#### Stored rows ####

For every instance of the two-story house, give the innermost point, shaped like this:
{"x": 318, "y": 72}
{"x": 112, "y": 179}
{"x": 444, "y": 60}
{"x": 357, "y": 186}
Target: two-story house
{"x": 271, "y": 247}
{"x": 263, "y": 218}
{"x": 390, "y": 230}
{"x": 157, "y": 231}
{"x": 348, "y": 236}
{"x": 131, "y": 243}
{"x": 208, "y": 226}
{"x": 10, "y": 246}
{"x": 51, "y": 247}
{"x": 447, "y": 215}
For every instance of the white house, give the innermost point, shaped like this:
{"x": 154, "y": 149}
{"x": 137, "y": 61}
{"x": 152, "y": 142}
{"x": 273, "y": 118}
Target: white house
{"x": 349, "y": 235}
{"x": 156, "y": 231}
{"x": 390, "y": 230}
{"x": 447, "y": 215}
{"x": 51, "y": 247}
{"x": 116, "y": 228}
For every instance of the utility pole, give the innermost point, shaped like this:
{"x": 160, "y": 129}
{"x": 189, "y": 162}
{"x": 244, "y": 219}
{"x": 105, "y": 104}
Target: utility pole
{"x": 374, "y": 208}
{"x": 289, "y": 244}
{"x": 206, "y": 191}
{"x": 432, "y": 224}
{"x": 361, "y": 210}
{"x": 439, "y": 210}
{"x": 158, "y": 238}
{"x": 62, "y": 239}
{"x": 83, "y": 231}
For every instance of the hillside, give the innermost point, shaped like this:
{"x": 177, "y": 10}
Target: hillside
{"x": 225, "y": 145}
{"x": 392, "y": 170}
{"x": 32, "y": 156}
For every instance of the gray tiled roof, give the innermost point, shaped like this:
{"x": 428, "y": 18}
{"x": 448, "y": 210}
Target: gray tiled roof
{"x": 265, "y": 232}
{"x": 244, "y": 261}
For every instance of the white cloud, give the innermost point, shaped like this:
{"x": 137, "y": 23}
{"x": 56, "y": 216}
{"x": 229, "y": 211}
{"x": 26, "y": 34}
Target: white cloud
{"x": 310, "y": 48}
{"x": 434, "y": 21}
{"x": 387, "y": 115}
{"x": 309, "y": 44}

####

◆ **Problem**: Could you reproduce every record above exactly as it appears?

◆ **Result of the exercise**:
For every instance of the two-story house, give the innermost point, shaped like this:
{"x": 318, "y": 72}
{"x": 112, "y": 179}
{"x": 444, "y": 60}
{"x": 357, "y": 186}
Target: two-story house
{"x": 271, "y": 247}
{"x": 263, "y": 218}
{"x": 390, "y": 230}
{"x": 157, "y": 231}
{"x": 348, "y": 236}
{"x": 131, "y": 243}
{"x": 208, "y": 226}
{"x": 10, "y": 246}
{"x": 51, "y": 247}
{"x": 447, "y": 215}
For every instance of the white house, give the innermost point, shaped like this:
{"x": 154, "y": 149}
{"x": 137, "y": 61}
{"x": 152, "y": 142}
{"x": 273, "y": 118}
Target: white house
{"x": 349, "y": 235}
{"x": 156, "y": 231}
{"x": 390, "y": 230}
{"x": 447, "y": 215}
{"x": 51, "y": 247}
{"x": 116, "y": 228}
For every instance of the utility pole, give the innermost point, shaped like this:
{"x": 160, "y": 129}
{"x": 189, "y": 162}
{"x": 244, "y": 219}
{"x": 105, "y": 104}
Target: utility pole
{"x": 374, "y": 208}
{"x": 289, "y": 244}
{"x": 206, "y": 191}
{"x": 432, "y": 224}
{"x": 361, "y": 210}
{"x": 439, "y": 210}
{"x": 158, "y": 238}
{"x": 62, "y": 239}
{"x": 83, "y": 231}
For every instance of the hillside, give the innermost point, shaped like this:
{"x": 177, "y": 10}
Target: hillside
{"x": 225, "y": 145}
{"x": 392, "y": 170}
{"x": 32, "y": 156}
For every instance of the gray tiled roof, give the innermost point, shaped like this:
{"x": 428, "y": 18}
{"x": 448, "y": 210}
Target: gray tiled roof
{"x": 265, "y": 232}
{"x": 244, "y": 261}
For every instance of the white cloud, give the innermost point, shaped like this:
{"x": 137, "y": 23}
{"x": 56, "y": 216}
{"x": 229, "y": 211}
{"x": 26, "y": 34}
Target: white cloud
{"x": 310, "y": 48}
{"x": 434, "y": 21}
{"x": 387, "y": 115}
{"x": 309, "y": 44}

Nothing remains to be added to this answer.